╭─ SOURCE EXCERPT
# Heki Midi Wind Deflector



## b6x (Feb 26, 2007)

We get a bit of wind noise around the front Heki rooflight when cruising down the motorway. Does anyone know where (or even if they are available) I can get a wind deflector to sit in front of it? I've checked Dometic's site but found nothing obvious, and can only find standard roof vent sizes elsewhere. 

I can probably get one "home fashioned" in fibreglass, but would prefer the genuine article.

Many thanks,
Steve


----------



## chrisjrv (May 7, 2007)

Dometic do make wind deflectors for their vents but it may be that like mine it is the type of vent which has permanent ventilation,eg no seal. If you open the vent and feel on the base where the lid close you should feel a thin rubber lip, if not.. yours has permanent ventilation. This is another can of worms where people say you must have this ventilation to comply with legislation and yet the ventilated type is only meant for caravans where the noise would not matter, cross that bridge when you come to it though, :roll: 
Regards,
Chris V


----------



## tramp (May 25, 2005)

*wind deflector*

hi steve,
heiki used to do one for the larger size but after a few years they can blow off the roof due to sealent breaking down from uv/frost etc.

on our vans the roof vent does not close 100% as it lets in air for ventilating the interior of the van when parked up, we sometimes find flies inside the van after being parked up for a while.I think thats why yours is whistling ours does not seem to do so. On the midi heki`s when bought as a extra self fit you can stipulate vented or unvented -one for campers the other caravans, maybe dometic do a small rubber sealing strip as thats all it is in essene.

hope this helps, also the roof needs to be 100% flat or you have to uselots of sealent or a spacer, :roll:

tramp


----------



## rowley (May 14, 2005)

Not going to be easy as the roof on the X250 is ridged. I have not noticed any noise from mine, but I would like to get hold of some of the seal. I know that members have asked about the seal before but I don't think a source was found.


----------



## 96960 (Dec 15, 2005)

There are wind shields listed in the 2008 Fiamma catalogue.
Hope this helps.


----------



## kenp (Sep 8, 2006)

Why not convert your fixed ventilation to sealed (provided you have other fixed ventilation).

There are seals for both the Midi (BG1521)and Mini (BG1327 about £10 including P&P) which will cut down the draught and wind noise.

To see the spares diagrams and to order parts go to:

www.leisurespares.co.uk

Open "Contact" page then on LHS click on Seitz Heki Rooflights then pick the appropriate size. You will then see the engineering drawing followed by the "exploded" parts diagram and below that the parts list.

If you phone or email Leisure spares you will find them most helpful.

Kenp


----------
╰─
╭─ DATASET CONTENT
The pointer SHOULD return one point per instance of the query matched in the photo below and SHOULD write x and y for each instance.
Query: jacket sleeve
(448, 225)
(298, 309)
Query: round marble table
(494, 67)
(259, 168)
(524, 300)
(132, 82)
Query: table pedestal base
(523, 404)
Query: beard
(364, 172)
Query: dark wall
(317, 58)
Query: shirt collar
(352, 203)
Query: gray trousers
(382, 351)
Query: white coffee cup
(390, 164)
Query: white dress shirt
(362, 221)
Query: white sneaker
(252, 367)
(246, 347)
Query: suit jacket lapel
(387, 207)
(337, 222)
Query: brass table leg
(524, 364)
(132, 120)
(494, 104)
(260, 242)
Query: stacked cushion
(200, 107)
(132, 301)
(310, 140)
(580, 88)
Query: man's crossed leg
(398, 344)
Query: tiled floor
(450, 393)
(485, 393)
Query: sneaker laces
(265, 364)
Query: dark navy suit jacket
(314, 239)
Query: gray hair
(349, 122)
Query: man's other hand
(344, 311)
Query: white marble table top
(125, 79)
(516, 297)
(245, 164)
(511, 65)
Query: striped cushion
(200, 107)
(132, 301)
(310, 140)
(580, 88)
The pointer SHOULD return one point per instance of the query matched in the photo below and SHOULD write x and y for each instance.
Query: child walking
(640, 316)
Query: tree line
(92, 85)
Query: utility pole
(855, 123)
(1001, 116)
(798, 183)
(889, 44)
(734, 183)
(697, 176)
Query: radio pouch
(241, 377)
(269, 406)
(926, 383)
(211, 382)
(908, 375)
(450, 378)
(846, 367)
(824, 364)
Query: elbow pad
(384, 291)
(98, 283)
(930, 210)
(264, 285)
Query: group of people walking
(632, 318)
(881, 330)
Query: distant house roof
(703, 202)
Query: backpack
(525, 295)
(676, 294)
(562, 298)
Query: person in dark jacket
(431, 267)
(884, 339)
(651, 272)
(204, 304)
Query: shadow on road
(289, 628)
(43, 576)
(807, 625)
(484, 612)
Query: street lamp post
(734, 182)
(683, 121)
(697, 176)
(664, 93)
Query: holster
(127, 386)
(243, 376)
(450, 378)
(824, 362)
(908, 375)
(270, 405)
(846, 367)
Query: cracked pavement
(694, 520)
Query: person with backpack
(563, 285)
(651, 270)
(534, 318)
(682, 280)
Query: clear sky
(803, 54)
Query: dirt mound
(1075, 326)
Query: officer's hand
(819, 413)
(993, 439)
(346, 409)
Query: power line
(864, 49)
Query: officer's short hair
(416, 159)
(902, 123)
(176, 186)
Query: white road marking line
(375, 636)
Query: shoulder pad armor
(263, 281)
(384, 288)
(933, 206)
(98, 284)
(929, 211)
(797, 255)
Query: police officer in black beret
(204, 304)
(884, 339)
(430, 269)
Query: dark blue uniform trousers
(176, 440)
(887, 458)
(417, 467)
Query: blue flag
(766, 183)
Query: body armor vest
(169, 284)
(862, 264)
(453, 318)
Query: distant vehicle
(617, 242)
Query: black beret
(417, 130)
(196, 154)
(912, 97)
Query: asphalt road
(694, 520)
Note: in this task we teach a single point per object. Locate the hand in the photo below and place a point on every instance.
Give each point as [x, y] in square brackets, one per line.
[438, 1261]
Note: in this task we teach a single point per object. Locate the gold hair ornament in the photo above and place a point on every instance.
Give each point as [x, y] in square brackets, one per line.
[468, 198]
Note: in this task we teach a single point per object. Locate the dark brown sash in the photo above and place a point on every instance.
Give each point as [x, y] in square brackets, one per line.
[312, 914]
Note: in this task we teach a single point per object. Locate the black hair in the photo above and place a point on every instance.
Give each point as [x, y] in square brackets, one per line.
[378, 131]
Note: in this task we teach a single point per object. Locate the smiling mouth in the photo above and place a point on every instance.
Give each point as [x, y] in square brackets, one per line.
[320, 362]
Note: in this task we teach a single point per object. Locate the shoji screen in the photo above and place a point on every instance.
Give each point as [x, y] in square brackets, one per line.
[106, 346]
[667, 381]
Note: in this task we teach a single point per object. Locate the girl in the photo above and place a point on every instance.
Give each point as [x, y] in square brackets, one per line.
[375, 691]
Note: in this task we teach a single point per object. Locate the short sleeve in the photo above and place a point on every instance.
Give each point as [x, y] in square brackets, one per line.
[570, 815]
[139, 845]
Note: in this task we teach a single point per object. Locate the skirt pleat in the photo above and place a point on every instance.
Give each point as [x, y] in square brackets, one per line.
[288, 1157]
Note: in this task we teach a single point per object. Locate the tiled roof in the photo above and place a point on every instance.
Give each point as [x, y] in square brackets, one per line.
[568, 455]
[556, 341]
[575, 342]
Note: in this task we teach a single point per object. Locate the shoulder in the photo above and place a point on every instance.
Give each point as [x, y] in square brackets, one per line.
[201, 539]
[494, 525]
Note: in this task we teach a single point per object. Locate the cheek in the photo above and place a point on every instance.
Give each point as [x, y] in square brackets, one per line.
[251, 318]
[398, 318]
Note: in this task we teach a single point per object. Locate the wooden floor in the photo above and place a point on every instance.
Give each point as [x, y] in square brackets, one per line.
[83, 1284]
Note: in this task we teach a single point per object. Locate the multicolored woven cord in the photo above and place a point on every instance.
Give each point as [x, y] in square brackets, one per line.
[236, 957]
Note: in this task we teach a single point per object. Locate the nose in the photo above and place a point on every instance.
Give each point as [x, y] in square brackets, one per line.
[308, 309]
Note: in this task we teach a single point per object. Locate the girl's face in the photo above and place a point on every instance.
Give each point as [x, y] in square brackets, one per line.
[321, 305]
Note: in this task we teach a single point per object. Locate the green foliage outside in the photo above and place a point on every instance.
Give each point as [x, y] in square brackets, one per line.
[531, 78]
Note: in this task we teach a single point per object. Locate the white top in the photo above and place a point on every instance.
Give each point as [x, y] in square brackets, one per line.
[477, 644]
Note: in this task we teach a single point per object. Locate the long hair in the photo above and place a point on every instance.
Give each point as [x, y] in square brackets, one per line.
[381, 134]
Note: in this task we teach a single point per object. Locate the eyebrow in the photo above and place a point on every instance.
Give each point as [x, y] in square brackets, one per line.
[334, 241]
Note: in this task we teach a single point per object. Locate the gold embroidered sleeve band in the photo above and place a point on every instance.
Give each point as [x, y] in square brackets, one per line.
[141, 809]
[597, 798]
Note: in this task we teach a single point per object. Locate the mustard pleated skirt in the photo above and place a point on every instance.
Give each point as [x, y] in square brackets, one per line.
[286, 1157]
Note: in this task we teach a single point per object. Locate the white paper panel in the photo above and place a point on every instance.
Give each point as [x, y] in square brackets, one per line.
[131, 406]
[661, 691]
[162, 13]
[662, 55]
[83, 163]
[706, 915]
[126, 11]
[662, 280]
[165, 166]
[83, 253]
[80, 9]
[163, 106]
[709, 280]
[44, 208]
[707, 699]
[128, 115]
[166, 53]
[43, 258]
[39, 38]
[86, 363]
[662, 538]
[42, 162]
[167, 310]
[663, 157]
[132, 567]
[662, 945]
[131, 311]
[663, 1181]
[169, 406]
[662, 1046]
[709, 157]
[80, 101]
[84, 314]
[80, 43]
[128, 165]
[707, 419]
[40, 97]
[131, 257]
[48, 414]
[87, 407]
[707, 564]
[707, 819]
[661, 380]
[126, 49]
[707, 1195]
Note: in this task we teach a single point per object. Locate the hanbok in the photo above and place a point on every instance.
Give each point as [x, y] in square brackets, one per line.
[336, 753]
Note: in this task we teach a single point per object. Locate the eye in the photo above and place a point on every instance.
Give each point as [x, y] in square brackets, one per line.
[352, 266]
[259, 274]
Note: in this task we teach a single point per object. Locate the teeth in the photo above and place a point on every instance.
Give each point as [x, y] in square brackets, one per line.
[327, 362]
╰─
◆ AIM OF THE TASK: Return, word for word, the part of the Heki wind deflector thread that opens with the words containing "## 96960 (Dec" and closes with "other fixed ventilation).".

◆ ANSWER IN FULL:
## 96960 (Dec 15, 2005)

There are wind shields listed in the 2008 Fiamma catalogue.
Hope this helps.


----------



## kenp (Sep 8, 2006)

Why not convert your fixed ventilation to sealed (provided you have other fixed ventilation).